— START OF MATERIAL FOR THIS EXERCISE —
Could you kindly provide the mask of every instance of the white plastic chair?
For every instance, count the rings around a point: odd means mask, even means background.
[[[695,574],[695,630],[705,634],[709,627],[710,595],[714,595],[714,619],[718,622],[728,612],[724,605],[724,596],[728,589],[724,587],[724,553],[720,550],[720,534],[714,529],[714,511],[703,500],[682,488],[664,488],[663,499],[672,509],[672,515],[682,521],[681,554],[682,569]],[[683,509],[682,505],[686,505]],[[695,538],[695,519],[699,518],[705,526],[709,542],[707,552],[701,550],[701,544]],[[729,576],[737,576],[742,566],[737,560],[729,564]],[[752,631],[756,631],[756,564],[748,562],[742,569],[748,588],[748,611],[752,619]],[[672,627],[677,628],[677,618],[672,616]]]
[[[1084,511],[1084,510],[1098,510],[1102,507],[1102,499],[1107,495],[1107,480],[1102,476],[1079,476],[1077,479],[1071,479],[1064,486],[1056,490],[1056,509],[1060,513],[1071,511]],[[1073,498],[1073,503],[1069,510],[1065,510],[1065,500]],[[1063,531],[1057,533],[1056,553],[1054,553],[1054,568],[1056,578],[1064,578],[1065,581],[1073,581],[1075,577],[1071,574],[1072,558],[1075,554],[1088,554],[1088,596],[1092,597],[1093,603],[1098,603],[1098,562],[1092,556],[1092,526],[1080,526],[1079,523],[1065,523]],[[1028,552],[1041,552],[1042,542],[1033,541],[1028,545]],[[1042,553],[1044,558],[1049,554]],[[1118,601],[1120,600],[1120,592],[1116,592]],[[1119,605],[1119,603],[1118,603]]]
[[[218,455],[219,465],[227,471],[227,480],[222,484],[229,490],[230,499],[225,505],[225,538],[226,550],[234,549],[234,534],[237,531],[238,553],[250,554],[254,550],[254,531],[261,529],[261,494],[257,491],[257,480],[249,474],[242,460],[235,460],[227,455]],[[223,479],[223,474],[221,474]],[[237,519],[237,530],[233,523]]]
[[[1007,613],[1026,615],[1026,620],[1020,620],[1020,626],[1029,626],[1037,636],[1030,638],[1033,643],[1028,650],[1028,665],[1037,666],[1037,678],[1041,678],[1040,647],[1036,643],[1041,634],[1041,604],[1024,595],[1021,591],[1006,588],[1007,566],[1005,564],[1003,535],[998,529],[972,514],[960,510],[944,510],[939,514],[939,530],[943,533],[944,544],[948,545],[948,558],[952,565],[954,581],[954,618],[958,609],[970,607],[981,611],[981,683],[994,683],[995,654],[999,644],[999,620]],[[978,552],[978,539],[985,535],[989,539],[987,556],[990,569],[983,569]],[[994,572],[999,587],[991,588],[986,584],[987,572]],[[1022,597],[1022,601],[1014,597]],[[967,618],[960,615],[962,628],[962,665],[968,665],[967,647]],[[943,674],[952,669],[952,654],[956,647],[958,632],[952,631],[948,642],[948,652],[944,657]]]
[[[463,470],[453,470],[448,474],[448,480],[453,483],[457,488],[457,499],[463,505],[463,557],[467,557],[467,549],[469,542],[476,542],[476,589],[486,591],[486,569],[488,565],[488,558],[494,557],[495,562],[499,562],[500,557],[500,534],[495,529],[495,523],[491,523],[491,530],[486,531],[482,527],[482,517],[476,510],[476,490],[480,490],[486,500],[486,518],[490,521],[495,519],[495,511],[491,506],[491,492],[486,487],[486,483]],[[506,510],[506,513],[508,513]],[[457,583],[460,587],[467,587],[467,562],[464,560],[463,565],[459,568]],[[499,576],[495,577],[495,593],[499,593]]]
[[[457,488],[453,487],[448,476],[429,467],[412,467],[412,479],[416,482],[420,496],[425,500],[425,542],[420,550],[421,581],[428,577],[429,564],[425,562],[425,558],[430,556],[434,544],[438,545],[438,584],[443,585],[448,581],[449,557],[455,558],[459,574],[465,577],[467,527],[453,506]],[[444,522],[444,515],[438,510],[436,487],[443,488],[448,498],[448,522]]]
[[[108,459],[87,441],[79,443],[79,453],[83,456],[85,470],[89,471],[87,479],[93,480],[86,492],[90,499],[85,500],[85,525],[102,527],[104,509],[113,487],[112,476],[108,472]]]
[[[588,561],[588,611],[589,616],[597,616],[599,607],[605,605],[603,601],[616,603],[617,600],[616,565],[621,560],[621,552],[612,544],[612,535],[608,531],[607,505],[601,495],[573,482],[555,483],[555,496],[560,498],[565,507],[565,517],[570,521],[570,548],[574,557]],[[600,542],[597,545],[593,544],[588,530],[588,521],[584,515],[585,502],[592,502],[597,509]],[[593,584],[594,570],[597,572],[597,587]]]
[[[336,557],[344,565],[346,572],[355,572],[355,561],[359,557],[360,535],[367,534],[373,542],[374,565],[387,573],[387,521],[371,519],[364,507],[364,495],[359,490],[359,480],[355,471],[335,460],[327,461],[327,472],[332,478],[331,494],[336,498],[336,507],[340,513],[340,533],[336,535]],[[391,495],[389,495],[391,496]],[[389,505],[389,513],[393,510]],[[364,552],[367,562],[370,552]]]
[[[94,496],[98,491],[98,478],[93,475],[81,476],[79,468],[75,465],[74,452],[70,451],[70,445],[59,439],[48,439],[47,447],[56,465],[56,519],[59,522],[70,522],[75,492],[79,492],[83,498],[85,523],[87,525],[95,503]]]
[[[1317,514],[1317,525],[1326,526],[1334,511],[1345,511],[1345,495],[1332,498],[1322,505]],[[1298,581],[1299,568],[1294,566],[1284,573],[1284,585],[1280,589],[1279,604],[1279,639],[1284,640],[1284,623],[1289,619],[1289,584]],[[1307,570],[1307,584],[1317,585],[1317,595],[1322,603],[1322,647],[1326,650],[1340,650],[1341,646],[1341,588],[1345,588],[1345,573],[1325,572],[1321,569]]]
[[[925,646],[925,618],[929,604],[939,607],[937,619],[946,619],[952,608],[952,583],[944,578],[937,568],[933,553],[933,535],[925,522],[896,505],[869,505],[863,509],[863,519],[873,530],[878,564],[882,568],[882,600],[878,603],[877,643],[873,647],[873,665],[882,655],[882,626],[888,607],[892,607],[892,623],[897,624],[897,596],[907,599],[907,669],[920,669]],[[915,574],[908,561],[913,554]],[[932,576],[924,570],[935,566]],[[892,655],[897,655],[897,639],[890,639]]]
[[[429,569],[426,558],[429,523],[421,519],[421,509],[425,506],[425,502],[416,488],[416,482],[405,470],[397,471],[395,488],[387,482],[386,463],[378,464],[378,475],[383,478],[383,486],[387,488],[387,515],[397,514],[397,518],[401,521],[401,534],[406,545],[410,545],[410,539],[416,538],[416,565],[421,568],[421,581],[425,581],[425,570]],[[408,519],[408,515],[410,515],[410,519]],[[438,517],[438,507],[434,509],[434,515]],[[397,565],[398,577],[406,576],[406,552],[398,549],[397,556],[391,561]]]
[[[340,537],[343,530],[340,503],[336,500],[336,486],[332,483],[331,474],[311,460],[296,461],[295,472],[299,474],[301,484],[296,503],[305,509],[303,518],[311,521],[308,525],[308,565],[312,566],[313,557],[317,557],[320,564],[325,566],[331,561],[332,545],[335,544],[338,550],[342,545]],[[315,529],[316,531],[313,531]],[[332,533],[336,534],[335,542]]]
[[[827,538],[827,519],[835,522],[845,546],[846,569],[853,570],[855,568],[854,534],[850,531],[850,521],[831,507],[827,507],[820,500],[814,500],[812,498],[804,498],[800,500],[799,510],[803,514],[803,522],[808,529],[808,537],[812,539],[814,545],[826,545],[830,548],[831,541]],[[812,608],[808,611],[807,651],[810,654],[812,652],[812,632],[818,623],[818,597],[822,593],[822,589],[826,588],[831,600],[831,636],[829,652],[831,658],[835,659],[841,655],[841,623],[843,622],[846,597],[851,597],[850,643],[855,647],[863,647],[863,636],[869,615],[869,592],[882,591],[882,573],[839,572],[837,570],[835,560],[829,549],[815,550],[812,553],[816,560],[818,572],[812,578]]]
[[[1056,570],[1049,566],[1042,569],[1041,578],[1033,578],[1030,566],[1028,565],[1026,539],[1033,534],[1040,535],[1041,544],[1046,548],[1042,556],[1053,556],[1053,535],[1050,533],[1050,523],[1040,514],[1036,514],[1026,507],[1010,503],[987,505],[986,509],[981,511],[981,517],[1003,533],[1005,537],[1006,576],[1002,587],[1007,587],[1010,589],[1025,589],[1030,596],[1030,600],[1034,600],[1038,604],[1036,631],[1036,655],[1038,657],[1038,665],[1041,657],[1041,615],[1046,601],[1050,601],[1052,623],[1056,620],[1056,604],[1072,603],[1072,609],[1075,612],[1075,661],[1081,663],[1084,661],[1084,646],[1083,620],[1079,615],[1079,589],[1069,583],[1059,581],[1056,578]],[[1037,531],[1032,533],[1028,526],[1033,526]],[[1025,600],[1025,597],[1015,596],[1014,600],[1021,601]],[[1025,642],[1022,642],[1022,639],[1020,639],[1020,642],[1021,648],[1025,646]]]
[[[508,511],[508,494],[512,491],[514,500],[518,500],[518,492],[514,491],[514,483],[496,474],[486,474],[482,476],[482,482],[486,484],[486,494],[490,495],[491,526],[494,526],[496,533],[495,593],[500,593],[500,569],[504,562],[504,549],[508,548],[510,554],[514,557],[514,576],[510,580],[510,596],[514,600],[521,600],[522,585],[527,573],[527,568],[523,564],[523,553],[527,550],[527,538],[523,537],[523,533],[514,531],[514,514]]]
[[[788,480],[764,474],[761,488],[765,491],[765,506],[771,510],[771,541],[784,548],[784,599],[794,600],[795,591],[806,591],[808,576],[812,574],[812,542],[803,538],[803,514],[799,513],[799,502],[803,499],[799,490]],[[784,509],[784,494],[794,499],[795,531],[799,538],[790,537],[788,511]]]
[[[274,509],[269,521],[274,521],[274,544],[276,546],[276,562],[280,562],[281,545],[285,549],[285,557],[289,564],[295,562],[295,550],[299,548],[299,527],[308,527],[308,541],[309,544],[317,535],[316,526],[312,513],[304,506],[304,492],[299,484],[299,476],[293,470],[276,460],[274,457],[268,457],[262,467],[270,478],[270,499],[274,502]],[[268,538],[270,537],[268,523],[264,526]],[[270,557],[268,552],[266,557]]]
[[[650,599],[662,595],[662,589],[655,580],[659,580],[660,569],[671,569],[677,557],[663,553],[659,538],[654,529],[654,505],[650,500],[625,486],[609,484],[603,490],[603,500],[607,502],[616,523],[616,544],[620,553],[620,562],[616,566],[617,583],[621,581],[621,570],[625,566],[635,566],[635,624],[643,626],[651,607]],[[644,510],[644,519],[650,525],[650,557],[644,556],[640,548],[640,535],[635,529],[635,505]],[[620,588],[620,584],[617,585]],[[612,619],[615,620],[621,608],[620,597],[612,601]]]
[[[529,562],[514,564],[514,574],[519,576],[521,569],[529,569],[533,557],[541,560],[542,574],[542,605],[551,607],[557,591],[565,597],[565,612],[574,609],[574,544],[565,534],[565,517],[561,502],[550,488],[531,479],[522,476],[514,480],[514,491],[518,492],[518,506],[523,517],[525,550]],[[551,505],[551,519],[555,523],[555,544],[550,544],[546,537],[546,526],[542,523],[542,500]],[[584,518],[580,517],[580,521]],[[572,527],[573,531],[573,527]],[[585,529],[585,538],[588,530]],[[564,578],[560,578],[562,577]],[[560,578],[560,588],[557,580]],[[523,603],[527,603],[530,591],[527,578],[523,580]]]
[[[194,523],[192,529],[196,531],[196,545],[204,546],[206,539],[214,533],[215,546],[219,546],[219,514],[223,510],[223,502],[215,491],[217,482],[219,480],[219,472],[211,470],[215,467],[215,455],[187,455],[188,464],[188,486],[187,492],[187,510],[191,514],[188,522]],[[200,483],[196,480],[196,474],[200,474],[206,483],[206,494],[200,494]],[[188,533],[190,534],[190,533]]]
— END OF MATERIAL FOR THIS EXERCISE —
• [WHAT TO PRODUCE] Copy out each line of the rows above that contains the word "every", counting only matches with the same capitalization.

• [TASK ANSWER]
Could you kindly provide the mask of every instance of the white plastic chair?
For every instance, count the rings around a point: odd means mask, even means background.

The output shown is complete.